[Start Source data]

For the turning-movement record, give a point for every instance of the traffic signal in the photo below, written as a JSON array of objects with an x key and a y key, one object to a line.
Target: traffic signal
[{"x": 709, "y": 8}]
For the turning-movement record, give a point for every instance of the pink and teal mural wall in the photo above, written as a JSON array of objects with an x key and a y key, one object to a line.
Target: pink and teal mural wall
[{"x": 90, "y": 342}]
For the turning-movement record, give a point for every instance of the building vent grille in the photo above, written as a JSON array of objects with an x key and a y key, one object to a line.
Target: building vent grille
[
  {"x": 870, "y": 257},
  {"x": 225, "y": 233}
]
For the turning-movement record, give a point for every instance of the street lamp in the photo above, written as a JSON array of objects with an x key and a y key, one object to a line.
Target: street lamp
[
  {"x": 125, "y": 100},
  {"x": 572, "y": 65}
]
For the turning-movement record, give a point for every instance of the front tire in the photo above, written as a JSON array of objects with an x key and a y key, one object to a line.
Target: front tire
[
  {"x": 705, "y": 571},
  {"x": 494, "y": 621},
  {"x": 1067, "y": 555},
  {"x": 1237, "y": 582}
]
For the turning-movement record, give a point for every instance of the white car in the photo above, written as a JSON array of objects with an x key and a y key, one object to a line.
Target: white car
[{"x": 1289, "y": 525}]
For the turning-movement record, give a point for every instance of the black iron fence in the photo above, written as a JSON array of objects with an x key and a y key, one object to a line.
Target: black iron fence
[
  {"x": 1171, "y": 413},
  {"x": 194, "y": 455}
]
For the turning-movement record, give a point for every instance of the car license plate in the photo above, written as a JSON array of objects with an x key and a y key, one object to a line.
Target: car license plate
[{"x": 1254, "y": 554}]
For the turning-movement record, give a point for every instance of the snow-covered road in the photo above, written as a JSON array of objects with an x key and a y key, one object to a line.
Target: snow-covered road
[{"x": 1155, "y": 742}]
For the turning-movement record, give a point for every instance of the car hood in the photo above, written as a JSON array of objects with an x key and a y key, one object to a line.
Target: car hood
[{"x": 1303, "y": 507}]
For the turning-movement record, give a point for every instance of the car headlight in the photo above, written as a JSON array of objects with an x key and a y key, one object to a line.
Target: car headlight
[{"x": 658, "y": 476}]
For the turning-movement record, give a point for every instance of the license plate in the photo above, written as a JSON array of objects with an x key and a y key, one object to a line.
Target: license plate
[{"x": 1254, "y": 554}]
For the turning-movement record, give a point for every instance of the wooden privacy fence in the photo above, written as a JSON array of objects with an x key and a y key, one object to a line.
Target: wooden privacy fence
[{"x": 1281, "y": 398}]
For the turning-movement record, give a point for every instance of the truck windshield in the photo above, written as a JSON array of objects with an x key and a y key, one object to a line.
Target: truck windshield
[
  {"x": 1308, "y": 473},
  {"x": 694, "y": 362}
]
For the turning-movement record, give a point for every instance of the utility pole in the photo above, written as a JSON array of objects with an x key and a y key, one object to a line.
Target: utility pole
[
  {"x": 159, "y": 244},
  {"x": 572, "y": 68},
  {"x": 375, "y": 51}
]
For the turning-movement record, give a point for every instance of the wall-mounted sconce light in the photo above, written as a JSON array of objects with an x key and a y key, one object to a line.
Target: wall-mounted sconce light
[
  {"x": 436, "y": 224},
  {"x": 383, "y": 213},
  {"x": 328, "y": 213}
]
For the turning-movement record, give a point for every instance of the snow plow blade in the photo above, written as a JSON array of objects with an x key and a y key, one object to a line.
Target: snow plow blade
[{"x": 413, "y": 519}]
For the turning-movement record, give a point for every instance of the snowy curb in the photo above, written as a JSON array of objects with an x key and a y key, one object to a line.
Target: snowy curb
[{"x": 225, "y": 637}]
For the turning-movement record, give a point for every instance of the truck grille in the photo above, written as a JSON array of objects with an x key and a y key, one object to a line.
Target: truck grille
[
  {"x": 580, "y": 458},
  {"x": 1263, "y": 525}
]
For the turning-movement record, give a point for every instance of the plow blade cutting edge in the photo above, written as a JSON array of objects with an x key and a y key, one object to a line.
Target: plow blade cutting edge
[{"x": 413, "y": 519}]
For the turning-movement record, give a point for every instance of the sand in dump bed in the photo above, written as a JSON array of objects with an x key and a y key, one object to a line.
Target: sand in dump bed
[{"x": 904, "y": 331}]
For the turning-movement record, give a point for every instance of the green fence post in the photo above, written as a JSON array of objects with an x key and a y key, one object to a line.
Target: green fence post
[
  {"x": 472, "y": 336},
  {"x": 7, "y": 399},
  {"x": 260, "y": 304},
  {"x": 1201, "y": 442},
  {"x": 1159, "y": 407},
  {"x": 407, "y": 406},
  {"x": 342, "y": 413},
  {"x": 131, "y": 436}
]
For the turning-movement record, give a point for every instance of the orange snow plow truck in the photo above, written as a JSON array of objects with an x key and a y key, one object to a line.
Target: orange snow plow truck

[End Source data]

#### What is being asked:
Repeat the data above, word for word.

#### Output of the task:
For the turning-movement record, give a point for every instance of the traffic signal in the photo below, written as a JSON array of objects with an x key and a y key, one object to a line.
Target: traffic signal
[{"x": 709, "y": 8}]
For the turning-movement record, give a point for every instance of the pink and teal mural wall in the photo above, written as a JSON array of objects with an x key and a y key, one object to a line.
Target: pink and teal mural wall
[{"x": 90, "y": 342}]
For the turning-movement record, give a point for every instance of the building vent grille in the photo above, written as a JSON array of objects with an x key and a y key, one object to a line.
Target: building vent grille
[
  {"x": 870, "y": 257},
  {"x": 225, "y": 233}
]
For the turning-movement record, give a point for every instance of the street lamp in the photo above, written as a JSON array of objects with an x key and a y key, one object to a line.
Target: street lamp
[
  {"x": 125, "y": 100},
  {"x": 572, "y": 65}
]
For the turning-movement record, give a point for every instance of the front tire in the photo above, written as a JSON array of objects with an x key and a y key, one object to a line.
Target: front tire
[
  {"x": 705, "y": 571},
  {"x": 494, "y": 621},
  {"x": 1067, "y": 555},
  {"x": 1237, "y": 582}
]
For the turning-movement record, give a point for every instance of the white car in the photo above, written as a JSON array of objects with an x key and a y key, one object to a line.
Target: white car
[{"x": 1289, "y": 525}]
For the turning-movement record, give a point for every instance of the black iron fence in the photo above, written as a JSON array of objects with an x key and a y key, one object to a line.
Target: black iron fence
[
  {"x": 1171, "y": 413},
  {"x": 194, "y": 455}
]
For the turning-movement record, give a point for every instance of the car license plate in the photo above, written as a JSON array of objects with an x key and a y key, one object to a line.
Target: car license plate
[{"x": 1254, "y": 554}]
For the turning-movement record, give a point for every instance of the snow-covered road in the photo above, written as a JSON array of objects with an x key and a y key, one object to a line.
Target: snow-covered road
[{"x": 1155, "y": 742}]
For the turning-movement record, give a point for every instance of the car hood in the photo above, written as a JSON array of objects with an x key and a y key, one object to a line.
Target: car hood
[{"x": 1303, "y": 507}]
For the turning-movement record, give a point for every instance of the car headlight in the photo above, written as a JSON array of objects with an x key and a y key, one object to a line.
Target: car headlight
[{"x": 658, "y": 476}]
For the turning-movement record, give a point for every instance of the license plate in the photo above, written as a JSON array of objects with an x key and a y key, one object to a line.
Target: license plate
[{"x": 1254, "y": 554}]
For the turning-movement record, give a point for every instance of the wooden privacy fence in the photo above, written as a JSON array of objects with an x key and a y key, one object to a line.
Target: wooden privacy fence
[{"x": 1281, "y": 398}]
For the turning-movement record, give a point for every instance of the truck windshield in the photo above, written as a JSON array of objects with an x key and a y key, one object to a line.
Target: truck windshield
[
  {"x": 1308, "y": 473},
  {"x": 694, "y": 362}
]
For the turning-movement record, give a point for every instance of the utility pole in the photo above, written as a JSON array of objects with an x key and a y key, one object to a line.
Target: utility pole
[
  {"x": 159, "y": 244},
  {"x": 572, "y": 68},
  {"x": 375, "y": 51}
]
For the turning-movement record, give a point for every instance of the wall-mounted sconce light in the photo above, written as a JSON array of objects with an x key and a y key, one object to a line.
Target: wall-mounted sconce light
[
  {"x": 436, "y": 224},
  {"x": 383, "y": 213},
  {"x": 328, "y": 213}
]
For the turning-movement record, give a point for every instance of the snow plow blade in the photo above, written as a JSON array of objects with an x key and a y key, one object to a line.
Target: snow plow blade
[{"x": 413, "y": 519}]
For the turning-movement record, give a point for every instance of the snowy curb in the photo above, written as a JSON array of objects with an x key and a y key, one object to a line.
Target: snowy curb
[{"x": 225, "y": 637}]
For the turning-movement record, give a point for every instance of the truck grille in the photo above, written as a JSON array of objects with an x key and a y key, one object to a line.
Target: truck grille
[
  {"x": 580, "y": 458},
  {"x": 1263, "y": 525}
]
For the turning-movement record, give a point for every instance of the plow blade cutting edge in the photo above, written as a JSON array of objects with an x key and a y key, one object to a line.
Target: plow blade cutting edge
[{"x": 413, "y": 519}]
For the turning-movement record, give a point for every instance of the sand in dump bed in the photo above, written as a JSON array of objects with an x key and a y key, one object to a line.
Target: sand in dump bed
[{"x": 904, "y": 331}]
For the turning-movement record, give a point for every instance of the green fence post in the photo above, written as a JSON array of objects with an x key and a y key, one object to a line.
Target: green fence post
[
  {"x": 472, "y": 336},
  {"x": 7, "y": 399},
  {"x": 260, "y": 304},
  {"x": 1201, "y": 442},
  {"x": 1159, "y": 407},
  {"x": 407, "y": 406},
  {"x": 342, "y": 413},
  {"x": 131, "y": 436}
]
For the turning-movement record, give a point for every instance of the orange snow plow truck in the photo above, written as a JSON array of objects with an x key and a y key, one object to a line.
Target: orange snow plow truck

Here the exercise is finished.